- Testo di riferimento:

Questo posto, che il YCB ha visitato in qualità di addetto stampa – ovvero saltando la chilometrica fila all’ingresso – ha un nome: Cinecittà.
Filmare, e filmeremo
L’Hollywood italiana nasce nel 1937.
Il regime, che noi tutti conosciamo, aveva la necessità di muovere una forte propaganda, avvalendosi anche del settore cinematografico. Investì grandi somme di denaro per creare una vera e propria fabbrica per cineprese – già, perché a Benitone, non piaceva che si utilizzassero parole straniere come “film” -.
Il complesso occupa circa 40 ettari, con un territorio che supera quello della città del Vaticano – Cinecittà 1, Papa 0 -, ed è costruito in modo tale da poter creare un film dall’inizio alla fine.
Cosa vuol dire?

- Dati forniti:

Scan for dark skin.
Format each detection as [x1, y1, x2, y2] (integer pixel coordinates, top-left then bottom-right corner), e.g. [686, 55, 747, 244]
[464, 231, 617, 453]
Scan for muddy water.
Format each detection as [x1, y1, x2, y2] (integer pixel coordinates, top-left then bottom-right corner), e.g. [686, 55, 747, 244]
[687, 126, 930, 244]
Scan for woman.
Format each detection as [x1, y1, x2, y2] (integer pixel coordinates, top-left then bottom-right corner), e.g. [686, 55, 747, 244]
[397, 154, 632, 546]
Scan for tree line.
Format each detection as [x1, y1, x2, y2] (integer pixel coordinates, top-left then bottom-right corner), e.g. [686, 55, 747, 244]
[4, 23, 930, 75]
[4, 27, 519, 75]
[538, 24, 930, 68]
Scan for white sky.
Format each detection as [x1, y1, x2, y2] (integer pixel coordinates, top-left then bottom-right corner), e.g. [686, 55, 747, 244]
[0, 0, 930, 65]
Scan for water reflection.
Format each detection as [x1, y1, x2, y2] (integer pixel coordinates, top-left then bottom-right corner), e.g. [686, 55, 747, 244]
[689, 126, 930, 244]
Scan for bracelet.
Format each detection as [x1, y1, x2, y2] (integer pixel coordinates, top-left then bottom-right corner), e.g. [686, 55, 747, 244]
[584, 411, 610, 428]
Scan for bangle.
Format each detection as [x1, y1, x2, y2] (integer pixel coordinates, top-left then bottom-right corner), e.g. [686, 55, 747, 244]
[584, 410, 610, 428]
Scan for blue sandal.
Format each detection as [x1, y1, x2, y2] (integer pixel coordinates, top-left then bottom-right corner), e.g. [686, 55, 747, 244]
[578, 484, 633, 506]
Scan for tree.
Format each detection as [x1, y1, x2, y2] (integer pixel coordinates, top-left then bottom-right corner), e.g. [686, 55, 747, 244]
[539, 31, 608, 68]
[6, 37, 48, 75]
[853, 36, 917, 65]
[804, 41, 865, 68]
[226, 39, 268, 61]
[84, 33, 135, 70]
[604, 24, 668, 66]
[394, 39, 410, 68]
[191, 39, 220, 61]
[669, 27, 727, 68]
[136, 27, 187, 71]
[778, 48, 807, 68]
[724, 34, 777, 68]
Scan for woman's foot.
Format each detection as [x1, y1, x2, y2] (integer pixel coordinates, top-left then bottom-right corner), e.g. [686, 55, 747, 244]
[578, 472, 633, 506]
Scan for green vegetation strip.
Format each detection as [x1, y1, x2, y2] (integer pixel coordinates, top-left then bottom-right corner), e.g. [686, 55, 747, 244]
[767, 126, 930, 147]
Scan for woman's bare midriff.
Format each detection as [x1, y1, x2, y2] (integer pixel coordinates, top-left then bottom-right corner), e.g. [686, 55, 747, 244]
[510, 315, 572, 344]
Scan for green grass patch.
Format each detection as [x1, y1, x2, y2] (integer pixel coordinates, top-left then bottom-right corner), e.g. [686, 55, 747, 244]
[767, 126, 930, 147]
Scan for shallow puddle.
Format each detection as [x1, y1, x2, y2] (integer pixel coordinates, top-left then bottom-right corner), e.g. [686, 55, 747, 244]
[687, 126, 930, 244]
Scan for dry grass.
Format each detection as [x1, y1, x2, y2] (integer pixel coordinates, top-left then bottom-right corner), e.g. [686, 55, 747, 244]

- Esercizi proposti:
[A] Traduca in inglese la seguente frase del testo su Cinecittà: «Il complesso occupa circa 40 ettari, con un territorio che supera quello della città del Vaticano – Cinecittà 1, Papa 0 -, ed è costruito in modo tale da poter creare un film dall’inizio alla fine.»
[B] Trascriva alla lettera il testo su Cinecittà, partendo da «Filmare, e filmeremo» e scendendo fino a «Cosa vuol dire?».

- Risultati:
[A] The complex covers about 40 hectares, with an area larger than that of Vatican City – Cinecittà 1, Pope 0 – and it is built in such a way that a film can be made from start to finish.

[B]
Filmare, e filmeremo
L’Hollywood italiana nasce nel 1937.
Il regime, che noi tutti conosciamo, aveva la necessità di muovere una forte propaganda, avvalendosi anche del settore cinematografico. Investì grandi somme di denaro per creare una vera e propria fabbrica per cineprese – già, perché a Benitone, non piaceva che si utilizzassero parole straniere come “film” -.
Il complesso occupa circa 40 ettari, con un territorio che supera quello della città del Vaticano – Cinecittà 1, Papa 0 -, ed è costruito in modo tale da poter creare un film dall’inizio alla fine.
Cosa vuol dire?